**** Quoted passage ****
Red Teams

Adversary testing simulates an attack, testing your team’s capacity to detect, respond to an attack and to learn and improve.

You’ll never know your organisation’s true capacity to respond to an event until it's put to the test through Red Team simulated attack scenarios.


How we can assist:

What is a cybersecurity Red Team?

Why does red teaming matter to your organisation?

How can Tesserent help?

What is a cybersecurity Red Team?

Red teaming is a targeted security activity that challenges your organisation’s security plans, policies, systems and assumptions. A red team is a group of people engaged to attack your systems in order to look for weaknesses and attempt to breach your information security controls. Organisations can use that information to learn about vulnerabilities in order to strengthen their security posture.

The presence and activity of the red teams are usually kept a closely guarded secret in order to test the organisation's ability to successfully detect and repel an attack. The red team operates using the same mindset and objectives as cybercriminals although they stop short of causing any actual damage to systems or accessing potentially confidential data. The objective is to find vulnerabilities but not to exploit them, leading to potential breaches of privacy and other obligations.

Typically, red teaming starts with a specific objective. The red team then carries out reconnaissance and starts probing for vulnerabilities. Once they find an entry point to the organisation's information assets, they exploit that in order to prove there is a vulnerability, reporting back so that appropriate mitigation can be put in place to minimise the risk of a real attack.



Why does red teaming matter to your organisation?

All organisations hold critical information assets. Protecting those assets is a matter of significant reputational and regulatory importance. While most organisations have a defensive mindset to protect their data, red teams take a very different approach. Instead of considering what mitigation to put in place, the red team looks for the gaps in your security strategy and shows how they can be actively exploited by an adversary.

Red teaming provides a quantifiable measure of the effectiveness of your security controls. In turn, this raises awareness of where vulnerabilities may exist and provides guidance on how threat actors work and how they are likely to try and attack an organisation. It is an excellent training tool that helps your security team better understand the challenges they face when dealing with threat actors. When a red team finds and exploits a vulnerability, it also increases awareness of where accountability and responsibility lie when it comes to protecting information assets.

With so many different threats and vulnerabilities to consider, red teaming ensures your security efforts are focused where they can make the most difference. Not every threat results in the same level of risk for every organisation. Red teaming helps to target specific activities that will have the most benefit when it comes to mitigating risks.
****
Reproduce, word for word, the part of the red teaming text that runs from "You’ll never know" up to and including "their security posture.".
**** Data section ****
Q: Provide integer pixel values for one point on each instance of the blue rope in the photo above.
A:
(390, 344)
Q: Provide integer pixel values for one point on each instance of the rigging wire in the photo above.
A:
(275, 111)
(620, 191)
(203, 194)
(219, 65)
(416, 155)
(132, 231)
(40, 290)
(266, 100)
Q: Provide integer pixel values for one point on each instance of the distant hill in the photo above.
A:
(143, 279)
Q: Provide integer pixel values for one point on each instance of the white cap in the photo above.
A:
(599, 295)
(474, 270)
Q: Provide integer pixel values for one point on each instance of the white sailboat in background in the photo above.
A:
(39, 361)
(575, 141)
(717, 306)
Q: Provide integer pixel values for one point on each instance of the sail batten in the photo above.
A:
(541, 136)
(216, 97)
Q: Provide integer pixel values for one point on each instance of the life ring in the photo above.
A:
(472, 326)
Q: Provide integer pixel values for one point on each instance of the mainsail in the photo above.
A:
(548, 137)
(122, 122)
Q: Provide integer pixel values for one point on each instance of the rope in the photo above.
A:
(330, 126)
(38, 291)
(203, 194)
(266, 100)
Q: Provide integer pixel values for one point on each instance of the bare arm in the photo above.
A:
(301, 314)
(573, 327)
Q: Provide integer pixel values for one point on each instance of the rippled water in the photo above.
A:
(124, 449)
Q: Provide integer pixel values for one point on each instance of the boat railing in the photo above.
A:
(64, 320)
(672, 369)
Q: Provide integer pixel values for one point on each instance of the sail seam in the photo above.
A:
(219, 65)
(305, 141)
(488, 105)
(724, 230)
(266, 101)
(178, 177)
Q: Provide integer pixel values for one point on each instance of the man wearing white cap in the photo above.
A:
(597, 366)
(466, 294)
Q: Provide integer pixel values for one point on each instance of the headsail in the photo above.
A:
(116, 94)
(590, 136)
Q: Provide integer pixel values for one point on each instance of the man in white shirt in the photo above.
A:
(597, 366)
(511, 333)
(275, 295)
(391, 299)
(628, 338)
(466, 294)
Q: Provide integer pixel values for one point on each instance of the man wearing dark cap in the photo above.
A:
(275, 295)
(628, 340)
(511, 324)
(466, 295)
****
**** Data section ****
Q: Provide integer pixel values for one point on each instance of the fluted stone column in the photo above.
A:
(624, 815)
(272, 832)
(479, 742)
****
**** Data section ****
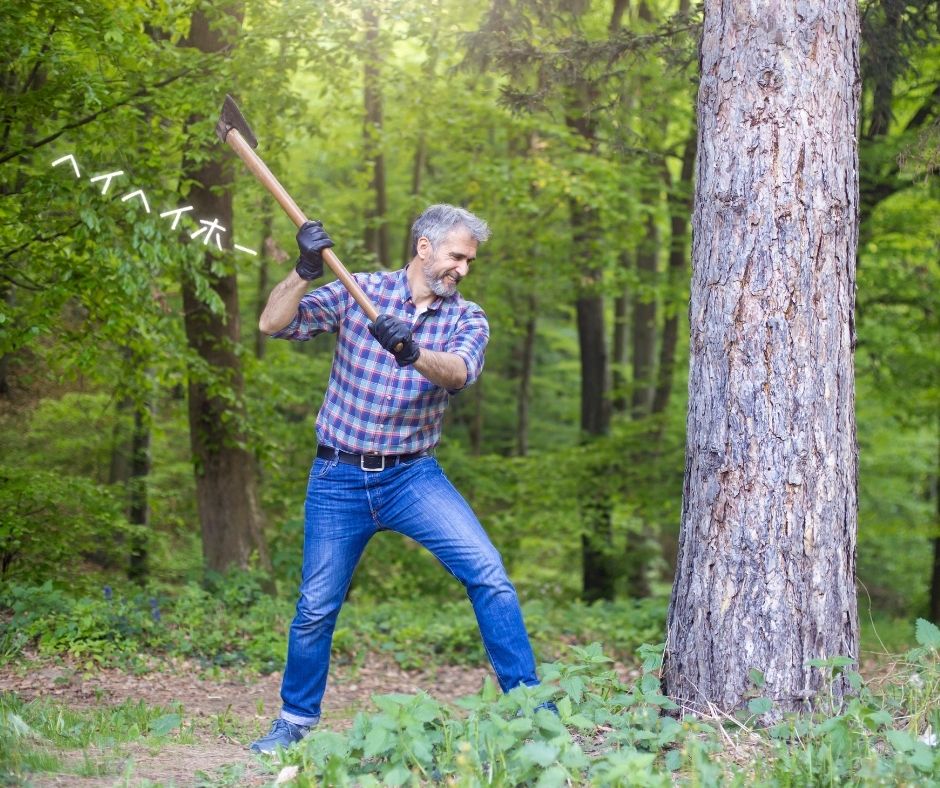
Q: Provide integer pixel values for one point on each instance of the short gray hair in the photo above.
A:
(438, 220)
****
◆ **Finished task**:
You’ll never know your organisation’s true capacity to respond to an event until it's put to the test through Red Team simulated attack scenarios.


How we can assist:

What is a cybersecurity Red Team?

Why does red teaming matter to your organisation?

How can Tesserent help?

What is a cybersecurity Red Team?

Red teaming is a targeted security activity that challenges your organisation’s security plans, policies, systems and assumptions. A red team is a group of people engaged to attack your systems in order to look for weaknesses and attempt to breach your information security controls. Organisations can use that information to learn about vulnerabilities in order to strengthen their security posture.